● **TEXTE CITÉ**:

------------------------------------

Feuerwerker David

Publié le par rodney42

Feuerwerker DavidDavid Feuerwerker, né le 2 octobre 1912 à Genève et mort le 20 juin 1980 à Montréal, est un rabbin et professeur d’histoire juive français. David Feuerwerker est né à Genève, 11 rue du Mont-Blanc, dans une famille juive nombreuse (il est le septième d’une famille de onze enfants).

Son père Jacob Feuerwerker est natif de Sighet, une petite ville de Transsylvanie (actuellement en Roumanie), rendue célèbre par les livres d’Elie Wiesel, qui en est également originaire. Sa mère Regina Neufeld est née à Lakenbach, une des fameuses sept communautés juives ["Sheva Kehillos"] dans le Burgenland, terre autrefois hongroise, actuellement en Autriche.

Il fait ses études au Talmud Torah de la rue Vauquelin, à Paris, terminant en 1925. Après un baccalauréat de sciences, lettres et philosophie, également obtenu à Paris, il entre en 1932 à l’École rabbinique de France (SIF), où il devient rabbin le 1er octobre 1937. Il poursuit parallèlement des études de Langues sémitiques anciennes à la Sorbonne, parmi lesquelles l’araméen et le syriaque.

Effectuant son service militaire en Alsace du 15 octobre 1937 au 1er septembre 1939, il n’est pas démobilisé à la déclaration de la Seconde Guerre mondiale. Il sera chef des transmissions d’un groupe d’artillerie du 12e R.A.D. (Régiment d'Artillerie Divisionnaire) et Aumônier de la 87e D.I.A. Sa bravoure et le soutien moral qu’il procure aux troupes lui valent la Croix de guerre avec étoile de Bronze.
Démobilisé à Châteauroux le 25 juillet 1940, il reçoit une deuxième citation pour la Croix de guerre (1939-1945), à l’Ordre de l’Armée, avec palme.

Il est ensuite nommé rabbin pour les départements français de la Corrèze, de la Creuse et du Lot, et basé à Brive-la-Gaillarde. Il demeure Villa du Mont-Blanc, avenue Turgot, à Brive, et y crée son premier cercle d’études. La population juive comprend alors de nombreux réfugiés, incluant un large segment provenant d’Alsace et d’autres régions occupées par l’envahisseur nazi. Il aide nombre d'entre eux à trouver un pays de refuge, le plus souvent Cuba, avec l'aide de la plus ancienne agence s'occupant de réfugiés aux États-Unis, la HIAS. Lui-même ne songe pas à quitter le pays, au vu de ses responsabilités envers la communauté. Il réussit également à libérer nombre de détenus dans les camps de transit, dont le camp de Gurs.

Parallèlement à ses activités communautaires, David Feuerwerker se joint à Edmond Michelet, chef du mouvement de Résistance intérieure française Combat. Il fournira de nombreux faux papiers aux résistants. Son nom de guerre est Jacques Portal. Six mois avant la fin de la guerre, les Allemands finissent par se douter du rôle joué par le rabbin de Brive dans la résistance. Cependant celui-ci, après avoir reçu l’information fiable qu’il est sur la liste d’arrestation de la Gestapo, décide de prendre les devants, et prend la décision difficile, en accord avec son épouse Antoinette Feuerwerker, de quitter Brive seul pour la seule destination possible, la Suisse.

------------------------------------

(Entrées de la collection)
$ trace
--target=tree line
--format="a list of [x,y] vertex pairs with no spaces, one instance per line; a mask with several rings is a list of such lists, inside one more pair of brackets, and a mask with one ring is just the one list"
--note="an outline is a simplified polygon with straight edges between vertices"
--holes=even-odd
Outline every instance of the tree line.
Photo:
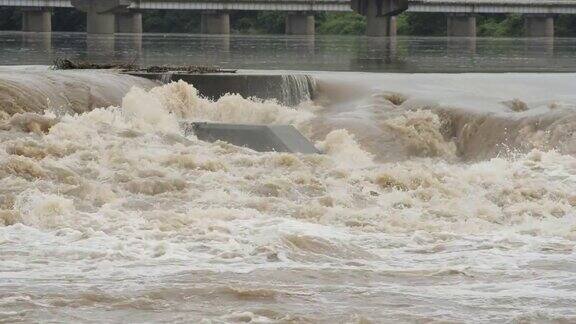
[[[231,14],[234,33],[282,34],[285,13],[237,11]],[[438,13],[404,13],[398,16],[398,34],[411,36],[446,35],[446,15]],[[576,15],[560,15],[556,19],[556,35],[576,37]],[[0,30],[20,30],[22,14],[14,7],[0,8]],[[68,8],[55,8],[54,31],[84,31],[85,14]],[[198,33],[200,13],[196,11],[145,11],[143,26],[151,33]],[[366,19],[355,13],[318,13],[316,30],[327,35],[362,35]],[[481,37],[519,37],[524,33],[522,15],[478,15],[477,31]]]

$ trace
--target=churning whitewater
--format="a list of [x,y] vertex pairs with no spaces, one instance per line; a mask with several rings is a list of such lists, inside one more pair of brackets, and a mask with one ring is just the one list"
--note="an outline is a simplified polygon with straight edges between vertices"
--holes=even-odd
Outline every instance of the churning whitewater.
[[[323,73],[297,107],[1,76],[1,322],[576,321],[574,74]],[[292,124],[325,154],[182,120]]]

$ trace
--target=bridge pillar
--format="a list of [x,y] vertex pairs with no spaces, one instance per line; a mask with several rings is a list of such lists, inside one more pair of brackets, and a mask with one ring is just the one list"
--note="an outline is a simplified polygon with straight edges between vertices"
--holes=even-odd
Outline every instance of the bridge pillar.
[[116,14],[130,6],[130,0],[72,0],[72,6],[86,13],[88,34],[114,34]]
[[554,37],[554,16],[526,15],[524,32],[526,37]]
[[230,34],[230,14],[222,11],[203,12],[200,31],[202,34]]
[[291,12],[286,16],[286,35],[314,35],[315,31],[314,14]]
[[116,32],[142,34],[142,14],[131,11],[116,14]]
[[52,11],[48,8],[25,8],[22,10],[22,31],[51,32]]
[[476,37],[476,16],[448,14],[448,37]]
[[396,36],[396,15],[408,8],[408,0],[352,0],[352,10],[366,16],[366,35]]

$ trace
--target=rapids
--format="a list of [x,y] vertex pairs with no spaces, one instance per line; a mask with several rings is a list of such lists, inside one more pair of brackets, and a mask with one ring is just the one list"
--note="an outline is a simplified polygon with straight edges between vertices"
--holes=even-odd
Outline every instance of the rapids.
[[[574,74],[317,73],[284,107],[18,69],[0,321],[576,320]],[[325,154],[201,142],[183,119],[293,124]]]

------------------------------------

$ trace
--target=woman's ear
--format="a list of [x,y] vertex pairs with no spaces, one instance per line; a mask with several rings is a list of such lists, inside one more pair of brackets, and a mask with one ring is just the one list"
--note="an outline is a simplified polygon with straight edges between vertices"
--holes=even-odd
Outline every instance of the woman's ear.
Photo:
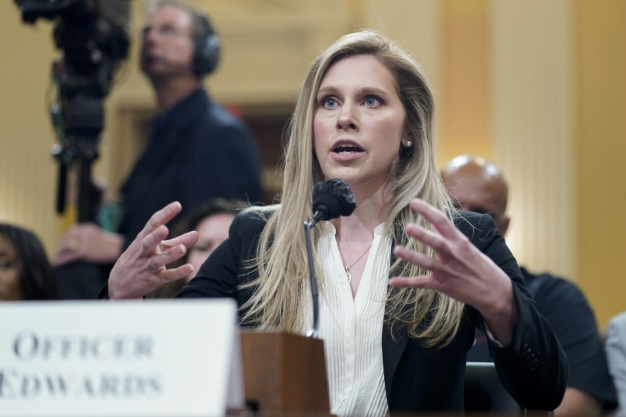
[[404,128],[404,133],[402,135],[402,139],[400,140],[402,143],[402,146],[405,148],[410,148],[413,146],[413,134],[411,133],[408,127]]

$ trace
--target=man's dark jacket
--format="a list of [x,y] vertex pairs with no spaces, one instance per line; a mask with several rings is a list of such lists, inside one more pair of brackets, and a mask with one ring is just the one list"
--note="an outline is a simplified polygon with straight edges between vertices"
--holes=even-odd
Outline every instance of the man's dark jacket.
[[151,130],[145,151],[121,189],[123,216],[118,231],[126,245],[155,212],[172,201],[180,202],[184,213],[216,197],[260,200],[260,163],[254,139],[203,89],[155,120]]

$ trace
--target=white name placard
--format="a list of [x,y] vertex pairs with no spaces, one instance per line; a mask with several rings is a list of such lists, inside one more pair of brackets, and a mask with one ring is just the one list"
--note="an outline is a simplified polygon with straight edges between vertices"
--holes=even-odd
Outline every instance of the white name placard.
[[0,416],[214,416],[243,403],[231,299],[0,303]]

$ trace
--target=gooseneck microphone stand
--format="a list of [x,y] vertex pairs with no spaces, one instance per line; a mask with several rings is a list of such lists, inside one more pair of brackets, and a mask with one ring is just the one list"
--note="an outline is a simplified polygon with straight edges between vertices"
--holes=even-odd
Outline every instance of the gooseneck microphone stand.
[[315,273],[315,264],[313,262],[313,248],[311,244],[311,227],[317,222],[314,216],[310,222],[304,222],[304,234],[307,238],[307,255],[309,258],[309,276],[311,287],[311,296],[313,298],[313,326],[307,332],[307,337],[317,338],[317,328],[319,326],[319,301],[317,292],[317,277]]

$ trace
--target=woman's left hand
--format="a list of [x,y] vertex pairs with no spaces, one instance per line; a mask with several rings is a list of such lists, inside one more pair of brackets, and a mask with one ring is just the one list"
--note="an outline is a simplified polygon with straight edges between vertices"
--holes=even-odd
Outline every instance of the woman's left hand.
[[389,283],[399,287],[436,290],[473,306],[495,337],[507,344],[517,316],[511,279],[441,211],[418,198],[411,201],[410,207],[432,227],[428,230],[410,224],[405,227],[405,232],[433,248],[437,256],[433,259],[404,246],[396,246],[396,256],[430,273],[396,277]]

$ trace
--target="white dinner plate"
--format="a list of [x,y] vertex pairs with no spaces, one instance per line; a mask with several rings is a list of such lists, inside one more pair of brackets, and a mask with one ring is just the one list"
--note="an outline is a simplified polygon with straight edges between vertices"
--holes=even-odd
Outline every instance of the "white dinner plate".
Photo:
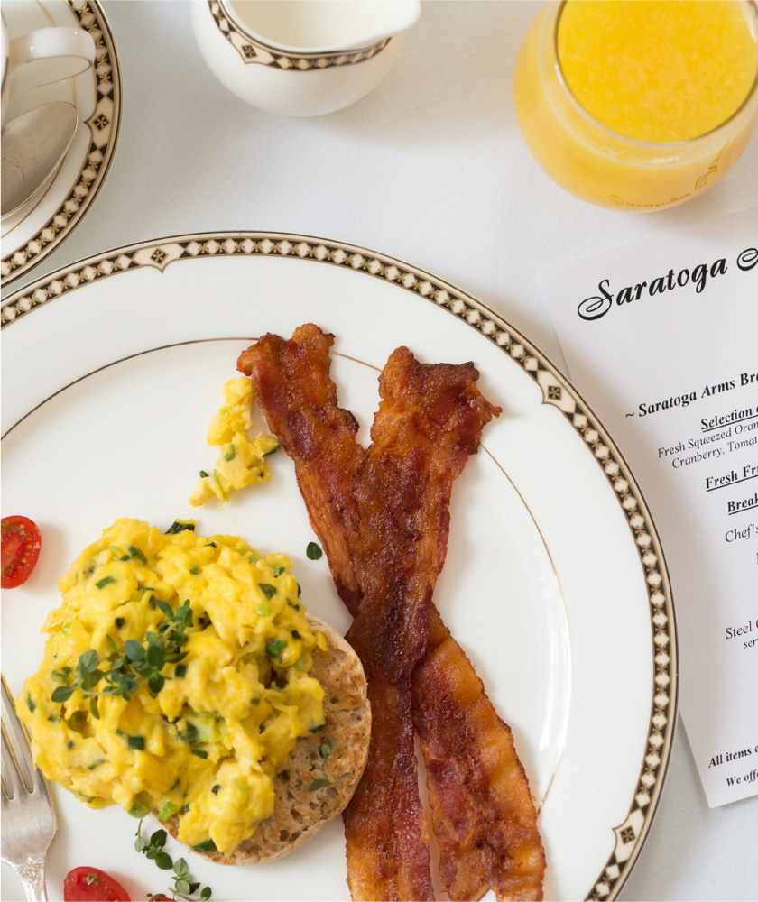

------------------------------------

● **TÂCHES À RÉALISER**:
• 1. Dans la biographie de David Feuerwerker, quel nom de guerre utilisait-il dans la Résistance ?
• 2. Rédigez la suite de la biographie de David Feuerwerker à partir de sa dernière phrase.
Le matériel fourni n'est d'aucune utilité ici.

● **RÉPONSES PAR TÂCHE**:
• 1. Jacques Portal.

• 2.
C’est Antoinette qui obtient de Jacques Soustelle, alors dirigeant de la Résistance, la filière pour le passage clandestin vers l’état neutre, qui se fera à Divonne-les-Bains. Arrivé en Suisse, dans sa ville natale de Genève, David Feuerwerker est emprisonné par les autorités suisses, mais sa vie n’est plus en danger immédiat. Le médecin d’enfants à l’OSE, Gaston Lévy (1902-1990) témoigne de l’aide apportée par le rabbin Feuerwerker en ce temps : La communauté juive de Genève avait été avertie par l’OSE de la présence d’un pédiatre parisien à Champel [camp d’accueil de réfugiés en Suisse].

Elle mit d’urgence à ma disposition beaucoup de fortifiants pour les enfants. En plus elle m’envoya le rabbin Feuerwerker que je connaissais bien de Paris et qui était lui-même réfugié à Genève dans sa propre famille, pour voir ce qu’on pourrait faire en plus pour ces enfants. Nous avons décidé de profiter d’un Oneg Shabath que le rabbin allait organiser au Bout du Monde pour faire défiler les enfants devant mon œil de pédiatre, et reconnaître parmi eux les plus déficients. Parmi ces enfants il y en avait beaucoup que je connaissais de nos homes en France. Je savais qu’ils étaient biens nourris mais qu’ils couchaient dans des conditions fort primitives. Un temps merveilleusement chaud du mois de juin permettait de ne pas se faire des soucis sur ce dernier point [...].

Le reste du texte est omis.